Lesetext:
Das Thema Ausfallhonorar bei kurzfristig abgesagten Behandlungsterminen sorgt nach wie vor für Unsicherheiten in der Praxis – und beschäftigt regelmäßig die Gerichte. Ein Urteil des Oberlandesgerichts (OLG) bietet für Zahnärzte wichtige Hinweise dazu, wann tatsächlich ein Vergütungs- oder Schadensersatzanspruch gegen Patienten besteht, die ihren Termin kurzfristig verlegen.
Der Fall: Zwei Stunden blockiert – vier Stunden vorher abgesagt
Im zugrunde liegenden Sachverhalt hatte ein Patient einen umfangreichen Behandlungstermin von zwei Stunden Dauer vereinbart. Lediglich vier Stunden vor dem geplanten Termin sagte er diesen – mit Verweis auf einen bevorstehenden Gerichtstermin – ab. Der behandelnde Mund-, Kiefer- und Gesichtschirurg argumentierte, er habe die für den Patienten reservierte Zeit nicht mehr anderweitig wirtschaftlich nutzen können und machte Ersatzansprüche geltend. Bereits bei der Terminvereinbarung war der Patient darauf hingewiesen worden, dass Absagen mindestens 24 Stunden vorher erfolgen müssen, andernfalls werde eine Ausfallgebühr fällig.
Entscheidung der Gerichte: Kein Anspruch auf Ausfallhonorar bei einvernehmlicher Verschiebung
In erster Instanz sprach das Landgericht dem Arzt noch Schadensersatz in Höhe von 2.512 Euro sowie vorgerichtliche Anwaltskosten zu. Begründung: Der Patient habe gegen eine vertragliche Nebenpflicht verstoßen, indem er so kurzfristig absagte. Einen Ausfallhonoraranspruch nach § 615 BGB lehnte das Landgericht jedoch bereits ab.
Das OLG als Berufungsinstanz (Urteil vom 17.04.2007, Az.: 1 U 154/06) bestätigte letztlich die Ablehnung des Anspruchs auf ein Ausfallhonorar. Entscheidender Punkt: Noch im unmittelbaren Zusammenhang mit der Absage wurde zwischen Arzt und Patient ein neuer Behandlungstermin vereinbart. Der Termin galt damit nicht als endgültig abgesagt, sondern als verschoben. Das Gericht stellte klar, dass unter diesen Umständen weder ein Anspruch auf Vergütung der ausgefallenen Behandlung (§ 615 BGB) noch ein Schadensersatzanspruch (§ 252 BGB) besteht.

Aufgaben:
**a.** Beantworten Sie anhand des Lesetexts zum Ausfallhonorar diese Fragen:
(i) Wie viele Stunden vor dem geplanten Termin sagte der Patient ab?
(ii) Welchen Betrag an Schadensersatz sprach das Landgericht dem Arzt zu?
(iii) Was wurde im unmittelbaren Zusammenhang mit der Absage zwischen Arzt und Patient vereinbart?
**b.** Führen Sie den Lesetext zum Ausfallhonorar nach seinem letzten Satz weiter.

Vorliegende Datensätze:
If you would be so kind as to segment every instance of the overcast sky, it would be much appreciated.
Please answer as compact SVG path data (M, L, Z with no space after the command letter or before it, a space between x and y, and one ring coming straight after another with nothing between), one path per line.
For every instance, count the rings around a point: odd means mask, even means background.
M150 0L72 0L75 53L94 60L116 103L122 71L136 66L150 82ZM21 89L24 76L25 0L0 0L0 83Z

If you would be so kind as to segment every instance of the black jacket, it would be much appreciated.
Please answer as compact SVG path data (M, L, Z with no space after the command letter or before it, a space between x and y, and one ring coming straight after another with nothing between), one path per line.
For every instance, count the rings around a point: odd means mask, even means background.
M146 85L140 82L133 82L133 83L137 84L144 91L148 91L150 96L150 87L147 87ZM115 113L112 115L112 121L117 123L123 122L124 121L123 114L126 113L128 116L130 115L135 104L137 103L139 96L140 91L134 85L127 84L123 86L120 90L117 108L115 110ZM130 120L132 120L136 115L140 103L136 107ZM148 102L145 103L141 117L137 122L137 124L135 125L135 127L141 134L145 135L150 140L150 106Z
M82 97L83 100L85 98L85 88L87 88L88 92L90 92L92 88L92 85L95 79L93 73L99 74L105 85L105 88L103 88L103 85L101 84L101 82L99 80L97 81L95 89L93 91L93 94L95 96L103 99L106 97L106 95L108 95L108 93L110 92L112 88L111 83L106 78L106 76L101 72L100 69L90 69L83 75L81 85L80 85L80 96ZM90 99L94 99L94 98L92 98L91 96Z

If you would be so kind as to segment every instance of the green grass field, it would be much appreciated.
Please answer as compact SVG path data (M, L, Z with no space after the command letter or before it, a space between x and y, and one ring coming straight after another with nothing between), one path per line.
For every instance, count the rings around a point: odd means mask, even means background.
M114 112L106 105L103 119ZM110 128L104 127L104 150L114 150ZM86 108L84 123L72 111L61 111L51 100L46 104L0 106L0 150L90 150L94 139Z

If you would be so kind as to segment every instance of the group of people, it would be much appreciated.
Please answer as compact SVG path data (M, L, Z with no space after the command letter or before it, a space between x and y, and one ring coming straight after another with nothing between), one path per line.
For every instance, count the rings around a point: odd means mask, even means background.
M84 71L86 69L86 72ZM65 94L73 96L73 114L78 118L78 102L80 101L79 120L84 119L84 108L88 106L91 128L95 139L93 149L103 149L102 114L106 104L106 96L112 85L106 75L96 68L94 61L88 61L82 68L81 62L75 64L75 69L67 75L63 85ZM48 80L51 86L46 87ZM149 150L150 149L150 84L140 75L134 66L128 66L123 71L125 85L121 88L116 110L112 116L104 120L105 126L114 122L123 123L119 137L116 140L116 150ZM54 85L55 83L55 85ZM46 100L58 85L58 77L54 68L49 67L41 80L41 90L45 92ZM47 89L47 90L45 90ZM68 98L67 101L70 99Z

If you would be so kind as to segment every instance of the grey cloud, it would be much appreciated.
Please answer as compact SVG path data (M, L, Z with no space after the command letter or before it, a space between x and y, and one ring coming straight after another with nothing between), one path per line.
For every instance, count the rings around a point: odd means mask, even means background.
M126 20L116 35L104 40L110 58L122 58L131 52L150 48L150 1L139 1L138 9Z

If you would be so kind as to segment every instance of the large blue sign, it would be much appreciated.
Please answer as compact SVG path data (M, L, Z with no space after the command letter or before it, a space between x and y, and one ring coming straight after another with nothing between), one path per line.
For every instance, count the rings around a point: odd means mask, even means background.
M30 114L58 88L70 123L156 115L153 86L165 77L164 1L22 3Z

Lösungen je Aufgabe:
**a.**
(i) Vier Stunden.
(ii) 2.512 Euro, dazu vorgerichtliche Anwaltskosten.
(iii) Ein neuer Behandlungstermin.

**b.**
Keine Ersatzansprüche ohne nachvollziehbaren Schaden
Das Gericht betonte, dass für einen Schadensersatzanspruch der konkrete Schaden substantiiert dargelegt werden muss. Der klagende Zahnarzt hätte darlegen müssen, dass und warum es ihm nicht möglich war, die ausgefallene Zeit zumindest teilweise durch Behandlung eines anderen Patienten wirtschaftlich zu nutzen. Nach Angaben des Gerichts fehlte es an einem entsprechenden Vortrag. Es wurde nicht konkret dargelegt, welche Anstrengungen unternommen wurden, um Ersatz zu schaffen, oder ob dies dem gewöhnlichen Praxisablauf entspricht. Zudem habe der Kläger auch keinen hypothetischen Geschehensablauf (etwa: wie wahrscheinlich wäre eine Ersatzbesetzung des Termins gewesen) belegt.
Wichtige Leitsätze für die Praxis
- Eine kurzfristige Absage allein begründet noch keinen Vergütungsanspruch nach § 615 BGB, wenn umgehend ein neuer Termin vereinbart wird.
- Für einen Schadensersatzanspruch muss der Zahnarzt konkret darlegen und nachweisen, dass ihm durch die Absage tatsächlich ein Schaden entstanden ist, etwa weil ein Ersatzpatient nicht kurzfristig einbestellt werden konnte.
- Allgemeine Kalkulationen wie ein steuerlich ermittelter Stundensatz reichen nicht aus; erforderlich ist der Nachweis eines konkreten, nicht kompensierten Ausfalls.
- Die Aufnahme entsprechender Regelungen in die Praxisabläufe (z. B. Hinweise auf Ausfallhonorare) ist sinnvoll, entfaltet aber vor Gericht nur dann Wirkung, wenn der wirtschaftliche Schaden im Einzelfall substantiiert belegt werden kann.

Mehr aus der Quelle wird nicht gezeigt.